> [DATA RECORDS]:
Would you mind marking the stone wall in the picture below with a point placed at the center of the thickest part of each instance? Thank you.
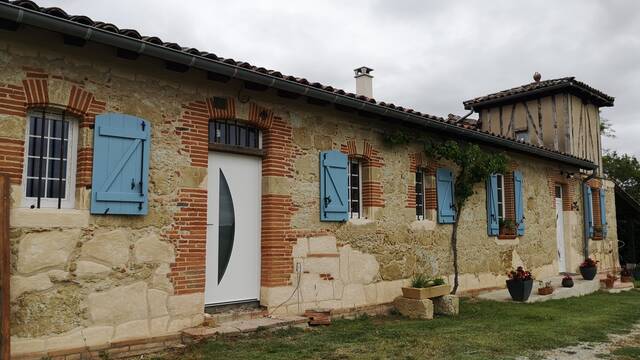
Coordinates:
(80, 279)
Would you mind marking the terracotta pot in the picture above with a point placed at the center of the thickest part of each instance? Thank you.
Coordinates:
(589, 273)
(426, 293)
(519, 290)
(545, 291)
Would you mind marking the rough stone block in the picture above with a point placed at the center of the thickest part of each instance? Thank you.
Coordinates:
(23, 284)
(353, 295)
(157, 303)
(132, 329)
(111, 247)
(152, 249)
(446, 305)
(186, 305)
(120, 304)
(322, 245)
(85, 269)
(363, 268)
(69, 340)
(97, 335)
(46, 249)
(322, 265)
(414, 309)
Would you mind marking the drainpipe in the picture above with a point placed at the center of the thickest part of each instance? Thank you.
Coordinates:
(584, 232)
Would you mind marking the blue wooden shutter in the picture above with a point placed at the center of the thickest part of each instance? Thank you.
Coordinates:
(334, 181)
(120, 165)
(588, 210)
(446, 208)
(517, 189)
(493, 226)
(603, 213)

* * *

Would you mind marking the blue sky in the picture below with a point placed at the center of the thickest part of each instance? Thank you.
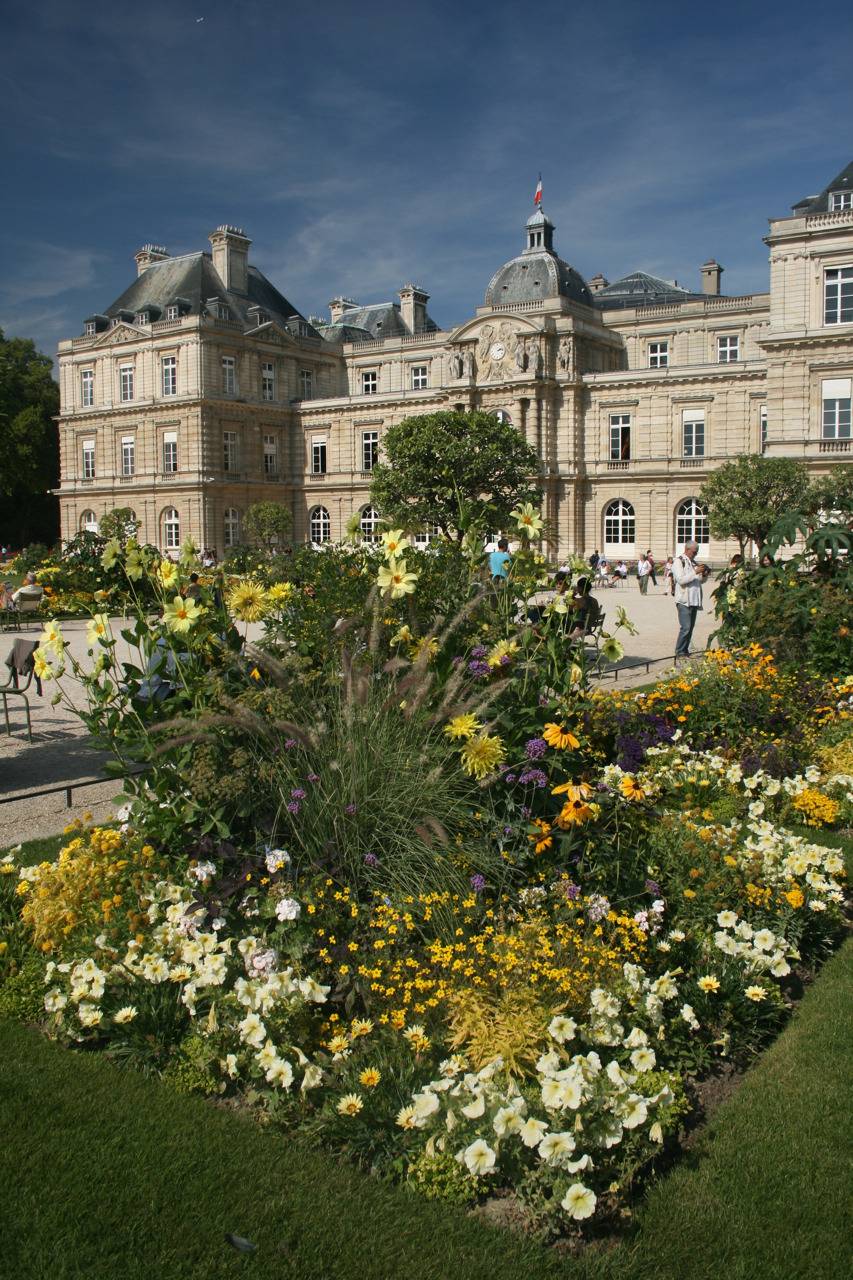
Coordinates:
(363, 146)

...

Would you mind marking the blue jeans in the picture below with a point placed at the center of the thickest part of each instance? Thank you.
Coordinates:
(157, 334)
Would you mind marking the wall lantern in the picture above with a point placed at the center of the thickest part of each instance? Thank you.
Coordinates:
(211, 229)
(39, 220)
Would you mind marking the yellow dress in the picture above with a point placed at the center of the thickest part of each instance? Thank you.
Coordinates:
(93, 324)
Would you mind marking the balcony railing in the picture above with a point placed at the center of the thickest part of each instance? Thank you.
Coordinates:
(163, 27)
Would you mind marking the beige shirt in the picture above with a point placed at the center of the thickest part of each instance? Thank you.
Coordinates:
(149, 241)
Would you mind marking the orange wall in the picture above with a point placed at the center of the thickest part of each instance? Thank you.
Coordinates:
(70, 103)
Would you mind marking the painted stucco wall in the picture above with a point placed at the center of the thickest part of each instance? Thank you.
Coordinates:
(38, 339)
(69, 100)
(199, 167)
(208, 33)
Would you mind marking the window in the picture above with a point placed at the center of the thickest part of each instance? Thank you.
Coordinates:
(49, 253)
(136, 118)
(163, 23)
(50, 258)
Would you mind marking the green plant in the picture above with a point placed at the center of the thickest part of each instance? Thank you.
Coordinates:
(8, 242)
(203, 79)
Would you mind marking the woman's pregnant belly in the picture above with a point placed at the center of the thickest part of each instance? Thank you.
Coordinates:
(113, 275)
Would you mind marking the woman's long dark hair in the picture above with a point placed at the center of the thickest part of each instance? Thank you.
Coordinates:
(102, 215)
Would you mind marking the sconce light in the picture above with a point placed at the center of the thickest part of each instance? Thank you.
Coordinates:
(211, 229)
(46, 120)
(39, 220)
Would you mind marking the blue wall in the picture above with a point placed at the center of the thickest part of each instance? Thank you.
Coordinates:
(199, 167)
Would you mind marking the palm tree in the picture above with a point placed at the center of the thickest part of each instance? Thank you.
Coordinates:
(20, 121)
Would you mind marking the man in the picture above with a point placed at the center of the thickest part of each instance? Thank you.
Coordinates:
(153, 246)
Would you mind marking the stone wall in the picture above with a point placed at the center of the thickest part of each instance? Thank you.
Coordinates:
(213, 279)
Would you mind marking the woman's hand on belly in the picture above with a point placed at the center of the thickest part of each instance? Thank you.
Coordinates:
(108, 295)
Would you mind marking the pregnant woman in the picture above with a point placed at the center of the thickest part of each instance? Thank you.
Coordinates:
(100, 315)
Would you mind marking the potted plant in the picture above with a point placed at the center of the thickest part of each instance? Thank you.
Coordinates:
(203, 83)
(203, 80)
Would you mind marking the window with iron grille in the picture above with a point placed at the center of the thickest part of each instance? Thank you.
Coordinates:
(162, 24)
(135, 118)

> [TRY IT]: Line count for the word "pregnant": work out how many lines of the data above include it, and reply with that number alone.

> [FINISHED EXERCISE]: 2